#### INFORMATION PROVIDED ####

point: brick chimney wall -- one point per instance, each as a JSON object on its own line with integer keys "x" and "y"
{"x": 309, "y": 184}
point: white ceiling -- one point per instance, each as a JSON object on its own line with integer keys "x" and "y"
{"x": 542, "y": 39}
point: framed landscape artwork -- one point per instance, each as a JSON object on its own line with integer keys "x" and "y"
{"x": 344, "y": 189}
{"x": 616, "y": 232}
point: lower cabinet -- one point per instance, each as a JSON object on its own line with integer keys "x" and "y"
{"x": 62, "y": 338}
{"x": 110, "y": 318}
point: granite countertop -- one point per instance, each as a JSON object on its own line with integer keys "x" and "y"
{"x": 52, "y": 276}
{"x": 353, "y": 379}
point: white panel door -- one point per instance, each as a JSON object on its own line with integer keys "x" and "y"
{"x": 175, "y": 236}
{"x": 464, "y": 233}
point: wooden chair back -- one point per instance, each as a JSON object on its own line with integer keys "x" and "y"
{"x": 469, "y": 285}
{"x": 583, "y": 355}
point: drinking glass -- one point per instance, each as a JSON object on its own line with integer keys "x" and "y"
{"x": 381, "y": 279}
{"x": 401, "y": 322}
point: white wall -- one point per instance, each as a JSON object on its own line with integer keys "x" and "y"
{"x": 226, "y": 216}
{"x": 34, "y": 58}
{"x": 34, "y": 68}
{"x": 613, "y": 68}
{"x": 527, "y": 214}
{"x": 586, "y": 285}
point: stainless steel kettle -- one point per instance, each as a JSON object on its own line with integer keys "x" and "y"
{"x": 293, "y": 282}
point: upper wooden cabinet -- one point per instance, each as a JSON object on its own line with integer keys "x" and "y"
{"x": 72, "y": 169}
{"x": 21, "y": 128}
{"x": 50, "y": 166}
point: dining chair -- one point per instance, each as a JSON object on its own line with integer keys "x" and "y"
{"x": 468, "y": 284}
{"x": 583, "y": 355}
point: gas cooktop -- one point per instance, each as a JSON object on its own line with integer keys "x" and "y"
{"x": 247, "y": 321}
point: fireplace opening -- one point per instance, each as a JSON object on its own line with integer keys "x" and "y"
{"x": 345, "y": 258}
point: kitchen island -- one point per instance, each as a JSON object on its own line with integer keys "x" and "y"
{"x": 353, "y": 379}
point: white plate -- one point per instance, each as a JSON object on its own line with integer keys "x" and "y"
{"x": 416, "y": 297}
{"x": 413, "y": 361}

####
#### INFORMATION PROVIDED ####

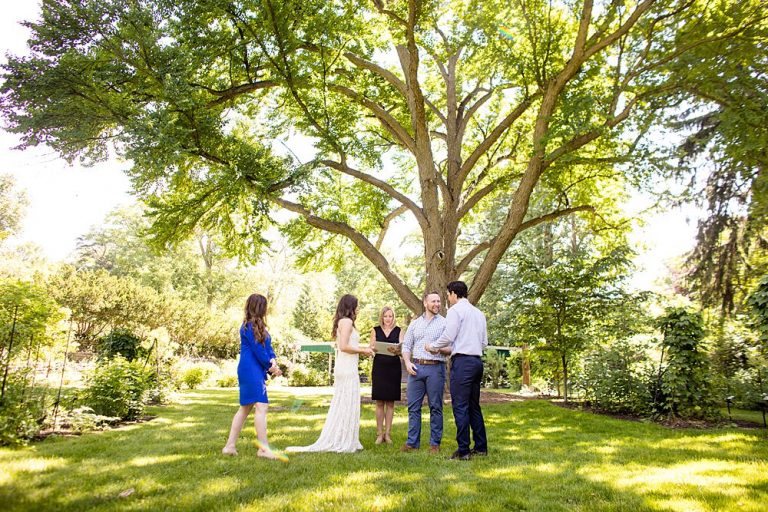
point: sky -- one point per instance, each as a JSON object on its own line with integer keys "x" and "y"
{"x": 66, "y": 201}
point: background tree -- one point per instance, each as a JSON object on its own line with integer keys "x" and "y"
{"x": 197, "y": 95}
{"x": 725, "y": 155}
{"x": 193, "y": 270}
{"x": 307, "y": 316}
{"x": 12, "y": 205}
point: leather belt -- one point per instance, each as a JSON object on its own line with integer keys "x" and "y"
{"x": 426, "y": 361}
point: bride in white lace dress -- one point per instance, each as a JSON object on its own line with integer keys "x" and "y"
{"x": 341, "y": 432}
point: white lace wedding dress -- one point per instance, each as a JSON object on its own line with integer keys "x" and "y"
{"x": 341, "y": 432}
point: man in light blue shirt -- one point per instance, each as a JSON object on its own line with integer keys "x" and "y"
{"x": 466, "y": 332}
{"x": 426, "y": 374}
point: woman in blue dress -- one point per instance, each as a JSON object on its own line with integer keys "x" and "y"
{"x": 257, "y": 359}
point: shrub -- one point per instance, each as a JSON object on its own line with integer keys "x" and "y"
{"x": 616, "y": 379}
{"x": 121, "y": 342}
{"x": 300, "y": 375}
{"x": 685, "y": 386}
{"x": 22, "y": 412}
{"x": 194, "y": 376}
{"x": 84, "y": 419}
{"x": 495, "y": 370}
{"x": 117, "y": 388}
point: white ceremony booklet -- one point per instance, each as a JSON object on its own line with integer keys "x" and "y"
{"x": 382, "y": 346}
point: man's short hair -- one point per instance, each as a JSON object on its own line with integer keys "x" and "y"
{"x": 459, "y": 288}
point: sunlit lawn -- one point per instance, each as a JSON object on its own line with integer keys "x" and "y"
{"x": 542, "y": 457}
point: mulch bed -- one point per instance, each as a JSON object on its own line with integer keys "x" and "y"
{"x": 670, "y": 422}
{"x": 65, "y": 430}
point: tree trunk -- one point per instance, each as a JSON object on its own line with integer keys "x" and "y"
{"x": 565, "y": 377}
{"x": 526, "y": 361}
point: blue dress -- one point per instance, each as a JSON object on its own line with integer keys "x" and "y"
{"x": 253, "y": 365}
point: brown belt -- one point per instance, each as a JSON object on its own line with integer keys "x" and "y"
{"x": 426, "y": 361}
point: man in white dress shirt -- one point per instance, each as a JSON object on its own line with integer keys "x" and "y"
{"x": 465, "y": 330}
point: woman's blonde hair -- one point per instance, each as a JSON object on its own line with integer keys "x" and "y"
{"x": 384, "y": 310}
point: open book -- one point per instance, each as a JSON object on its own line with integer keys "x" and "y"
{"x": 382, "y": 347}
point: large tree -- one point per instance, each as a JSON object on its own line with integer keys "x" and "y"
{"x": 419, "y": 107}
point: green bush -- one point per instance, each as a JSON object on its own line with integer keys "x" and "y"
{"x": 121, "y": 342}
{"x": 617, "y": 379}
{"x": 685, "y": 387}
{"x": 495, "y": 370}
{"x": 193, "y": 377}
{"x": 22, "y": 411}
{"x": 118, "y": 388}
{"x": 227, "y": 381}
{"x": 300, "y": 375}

####

**REQUEST:**
List each line of the records above that contains the string "chair", one line per entry.

**ANSWER TO THIS EXERCISE:**
point: wooden chair back -- one point per instance, each as a JSON object on its own line with integer keys "x" and "y"
point: dining chair -- one point per instance, each as a JSON object on its own line with integer keys "x" and "y"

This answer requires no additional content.